Job: Beginning at the line that contains "task: give the outline of each instance of the round" and ending at the last line of the entries, write out each line exactly; include nothing outside that span.

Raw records
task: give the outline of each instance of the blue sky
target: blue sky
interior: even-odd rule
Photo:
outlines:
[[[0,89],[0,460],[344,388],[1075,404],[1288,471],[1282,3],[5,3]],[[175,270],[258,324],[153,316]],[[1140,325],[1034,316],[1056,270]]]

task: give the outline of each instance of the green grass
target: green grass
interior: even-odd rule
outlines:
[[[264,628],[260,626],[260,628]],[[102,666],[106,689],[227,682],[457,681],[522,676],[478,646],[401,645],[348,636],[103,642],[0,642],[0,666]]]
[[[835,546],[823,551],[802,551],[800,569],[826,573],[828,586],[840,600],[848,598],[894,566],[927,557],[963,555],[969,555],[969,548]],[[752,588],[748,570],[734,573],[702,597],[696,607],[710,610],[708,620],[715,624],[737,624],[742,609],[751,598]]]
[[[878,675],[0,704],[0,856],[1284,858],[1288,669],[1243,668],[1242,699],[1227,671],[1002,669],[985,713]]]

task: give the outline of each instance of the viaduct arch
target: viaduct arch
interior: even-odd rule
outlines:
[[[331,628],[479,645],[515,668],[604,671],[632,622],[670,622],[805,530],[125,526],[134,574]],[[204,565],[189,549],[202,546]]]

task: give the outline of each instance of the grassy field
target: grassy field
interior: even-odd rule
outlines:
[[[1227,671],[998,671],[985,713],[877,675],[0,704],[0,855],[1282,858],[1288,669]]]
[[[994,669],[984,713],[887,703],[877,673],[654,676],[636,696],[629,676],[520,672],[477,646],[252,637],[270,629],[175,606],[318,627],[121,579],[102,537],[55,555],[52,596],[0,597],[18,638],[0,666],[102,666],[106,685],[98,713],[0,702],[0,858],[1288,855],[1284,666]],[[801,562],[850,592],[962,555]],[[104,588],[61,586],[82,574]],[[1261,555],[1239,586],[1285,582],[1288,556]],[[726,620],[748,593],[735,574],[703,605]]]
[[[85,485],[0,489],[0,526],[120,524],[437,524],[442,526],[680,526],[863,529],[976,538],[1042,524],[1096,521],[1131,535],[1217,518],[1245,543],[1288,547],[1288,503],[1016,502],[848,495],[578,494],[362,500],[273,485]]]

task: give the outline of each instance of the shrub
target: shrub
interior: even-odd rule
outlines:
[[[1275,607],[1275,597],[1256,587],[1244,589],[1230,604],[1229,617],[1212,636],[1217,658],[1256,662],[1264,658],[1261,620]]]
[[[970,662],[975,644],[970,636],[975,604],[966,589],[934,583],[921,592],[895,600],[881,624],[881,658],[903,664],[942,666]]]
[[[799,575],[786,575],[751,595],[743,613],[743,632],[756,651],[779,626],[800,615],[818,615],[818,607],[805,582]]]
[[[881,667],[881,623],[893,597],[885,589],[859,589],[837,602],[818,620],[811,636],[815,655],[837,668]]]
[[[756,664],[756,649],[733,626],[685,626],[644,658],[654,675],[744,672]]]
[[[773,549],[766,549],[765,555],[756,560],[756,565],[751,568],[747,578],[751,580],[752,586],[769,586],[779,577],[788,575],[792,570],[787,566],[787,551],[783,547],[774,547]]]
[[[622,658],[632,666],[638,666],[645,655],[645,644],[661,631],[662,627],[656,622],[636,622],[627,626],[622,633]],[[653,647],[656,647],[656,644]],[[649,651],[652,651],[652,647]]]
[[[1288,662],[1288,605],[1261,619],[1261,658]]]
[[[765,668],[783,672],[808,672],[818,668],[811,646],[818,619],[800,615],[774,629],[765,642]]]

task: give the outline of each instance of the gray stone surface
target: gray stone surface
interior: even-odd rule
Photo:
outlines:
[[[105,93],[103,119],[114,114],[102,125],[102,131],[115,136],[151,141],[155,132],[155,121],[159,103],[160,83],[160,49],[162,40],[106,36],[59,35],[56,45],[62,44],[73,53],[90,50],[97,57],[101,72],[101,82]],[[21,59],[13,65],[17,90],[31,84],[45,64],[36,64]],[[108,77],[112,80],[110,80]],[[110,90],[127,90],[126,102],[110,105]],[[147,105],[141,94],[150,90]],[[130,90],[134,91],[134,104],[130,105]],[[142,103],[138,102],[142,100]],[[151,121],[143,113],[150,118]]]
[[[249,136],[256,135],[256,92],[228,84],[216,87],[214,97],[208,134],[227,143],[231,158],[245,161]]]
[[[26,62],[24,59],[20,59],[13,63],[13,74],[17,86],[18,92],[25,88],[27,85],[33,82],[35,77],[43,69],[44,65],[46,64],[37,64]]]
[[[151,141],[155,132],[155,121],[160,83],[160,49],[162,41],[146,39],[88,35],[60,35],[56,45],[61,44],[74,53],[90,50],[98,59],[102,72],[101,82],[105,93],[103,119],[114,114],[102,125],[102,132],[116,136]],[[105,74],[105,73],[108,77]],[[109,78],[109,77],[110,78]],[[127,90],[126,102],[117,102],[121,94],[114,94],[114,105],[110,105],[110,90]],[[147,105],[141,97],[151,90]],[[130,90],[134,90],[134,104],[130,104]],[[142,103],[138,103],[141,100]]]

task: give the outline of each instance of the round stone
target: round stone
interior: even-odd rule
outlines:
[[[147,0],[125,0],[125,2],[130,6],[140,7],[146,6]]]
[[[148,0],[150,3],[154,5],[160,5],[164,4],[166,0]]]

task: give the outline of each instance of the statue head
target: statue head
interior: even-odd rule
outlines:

Task answer:
task: give the outline of each instance of the round stone
target: round stone
interior: even-odd rule
outlines:
[[[147,0],[125,0],[125,2],[130,6],[140,7],[146,6]]]
[[[148,0],[150,3],[154,5],[160,5],[164,4],[166,0]]]

task: give the outline of each instance of the statue head
target: statue head
interior: even-odd rule
outlines:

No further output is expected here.